Task to complete » Reproduce the following records exactly from the line containing "Task: place one keypoint on every instance of the ladle" onward, ending with the last line and including it.

Stored data
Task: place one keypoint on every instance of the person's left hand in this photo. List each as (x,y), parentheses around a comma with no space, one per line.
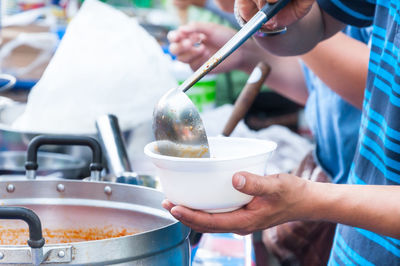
(278,198)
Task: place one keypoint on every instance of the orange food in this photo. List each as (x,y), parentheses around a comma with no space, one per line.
(11,236)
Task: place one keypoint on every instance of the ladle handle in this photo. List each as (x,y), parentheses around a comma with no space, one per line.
(31,164)
(247,96)
(110,136)
(255,23)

Written solution »
Task: place one keypoint on every instance of the ladle handle in this photo. List each as (x,y), parentheses around a comma with no space, one per line.
(31,164)
(247,96)
(110,136)
(255,23)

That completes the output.